What is required ::
Return each entry exactly, omitting nothing.

[Part of a data file]
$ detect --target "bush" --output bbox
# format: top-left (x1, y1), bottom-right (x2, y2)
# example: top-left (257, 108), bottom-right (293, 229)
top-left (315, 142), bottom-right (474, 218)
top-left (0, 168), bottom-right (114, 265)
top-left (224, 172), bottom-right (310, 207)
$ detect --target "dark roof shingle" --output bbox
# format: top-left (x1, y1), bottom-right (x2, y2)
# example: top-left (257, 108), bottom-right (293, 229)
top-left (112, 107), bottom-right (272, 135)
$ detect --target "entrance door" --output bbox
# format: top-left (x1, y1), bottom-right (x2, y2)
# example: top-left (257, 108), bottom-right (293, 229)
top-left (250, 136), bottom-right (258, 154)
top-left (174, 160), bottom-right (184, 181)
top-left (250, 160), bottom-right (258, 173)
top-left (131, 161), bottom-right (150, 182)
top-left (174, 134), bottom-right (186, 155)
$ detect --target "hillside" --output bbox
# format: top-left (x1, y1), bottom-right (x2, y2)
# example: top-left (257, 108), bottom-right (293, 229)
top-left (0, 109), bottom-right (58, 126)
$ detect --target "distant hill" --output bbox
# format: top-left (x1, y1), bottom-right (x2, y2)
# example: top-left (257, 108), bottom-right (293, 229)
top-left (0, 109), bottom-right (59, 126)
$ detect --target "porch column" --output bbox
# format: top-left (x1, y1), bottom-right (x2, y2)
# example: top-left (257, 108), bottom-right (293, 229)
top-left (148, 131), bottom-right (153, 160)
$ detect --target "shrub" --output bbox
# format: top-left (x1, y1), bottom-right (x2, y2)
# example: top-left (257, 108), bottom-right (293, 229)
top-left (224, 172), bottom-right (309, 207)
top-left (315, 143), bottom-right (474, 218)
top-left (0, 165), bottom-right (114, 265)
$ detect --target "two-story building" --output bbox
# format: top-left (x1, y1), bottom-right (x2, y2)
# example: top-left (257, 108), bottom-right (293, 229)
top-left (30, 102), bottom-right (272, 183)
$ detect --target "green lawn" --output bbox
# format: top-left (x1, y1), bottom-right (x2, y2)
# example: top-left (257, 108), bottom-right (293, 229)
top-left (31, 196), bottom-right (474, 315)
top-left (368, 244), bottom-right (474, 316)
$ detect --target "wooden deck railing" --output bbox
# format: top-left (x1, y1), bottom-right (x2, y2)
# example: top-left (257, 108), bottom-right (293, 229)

Worked solution ::
$ detect --target "bush" --output bbox
# format: top-left (x1, y1), bottom-right (x2, y2)
# example: top-left (257, 108), bottom-right (293, 229)
top-left (315, 142), bottom-right (474, 218)
top-left (0, 168), bottom-right (114, 265)
top-left (224, 172), bottom-right (310, 207)
$ detect --target "dark roof shingle" --output bbox
# format: top-left (x1, y1), bottom-right (x2, y2)
# example: top-left (257, 108), bottom-right (293, 229)
top-left (112, 107), bottom-right (272, 135)
$ detect --target "entrance door" --output bbox
# format: top-left (x1, y1), bottom-right (x2, y2)
# example: top-left (257, 108), bottom-right (293, 229)
top-left (250, 136), bottom-right (258, 154)
top-left (174, 160), bottom-right (184, 181)
top-left (250, 160), bottom-right (258, 173)
top-left (131, 161), bottom-right (150, 182)
top-left (174, 134), bottom-right (186, 155)
$ detect --target "hillside" --output bbox
# format: top-left (x1, y1), bottom-right (x2, y2)
# example: top-left (257, 108), bottom-right (293, 229)
top-left (0, 109), bottom-right (58, 126)
$ detect --target "distant hill" --output bbox
# format: top-left (x1, y1), bottom-right (x2, y2)
# example: top-left (257, 108), bottom-right (293, 229)
top-left (0, 109), bottom-right (59, 126)
$ detect --target "porch column" --output bbox
# format: top-left (x1, y1), bottom-right (x2, y2)
# example: top-left (257, 108), bottom-right (293, 229)
top-left (148, 131), bottom-right (153, 160)
$ detect --target "shrub" --output bbox
# format: top-left (x1, y1), bottom-right (x2, y2)
# example: top-left (257, 108), bottom-right (293, 229)
top-left (224, 172), bottom-right (309, 207)
top-left (315, 143), bottom-right (474, 218)
top-left (0, 165), bottom-right (114, 265)
$ detect --target "two-story building" --output bbox
# format: top-left (x1, y1), bottom-right (x2, y2)
# example: top-left (257, 108), bottom-right (293, 229)
top-left (30, 102), bottom-right (272, 183)
$ detect --target "green lawn" --output bbox
# format: top-left (x1, y1), bottom-right (x2, y2)
# example: top-left (257, 108), bottom-right (293, 229)
top-left (31, 196), bottom-right (474, 315)
top-left (368, 244), bottom-right (474, 316)
$ detect --target "wooden deck railing" --output bbox
# format: top-left (x1, y1), bottom-right (x2, y2)
# example: top-left (257, 108), bottom-right (293, 229)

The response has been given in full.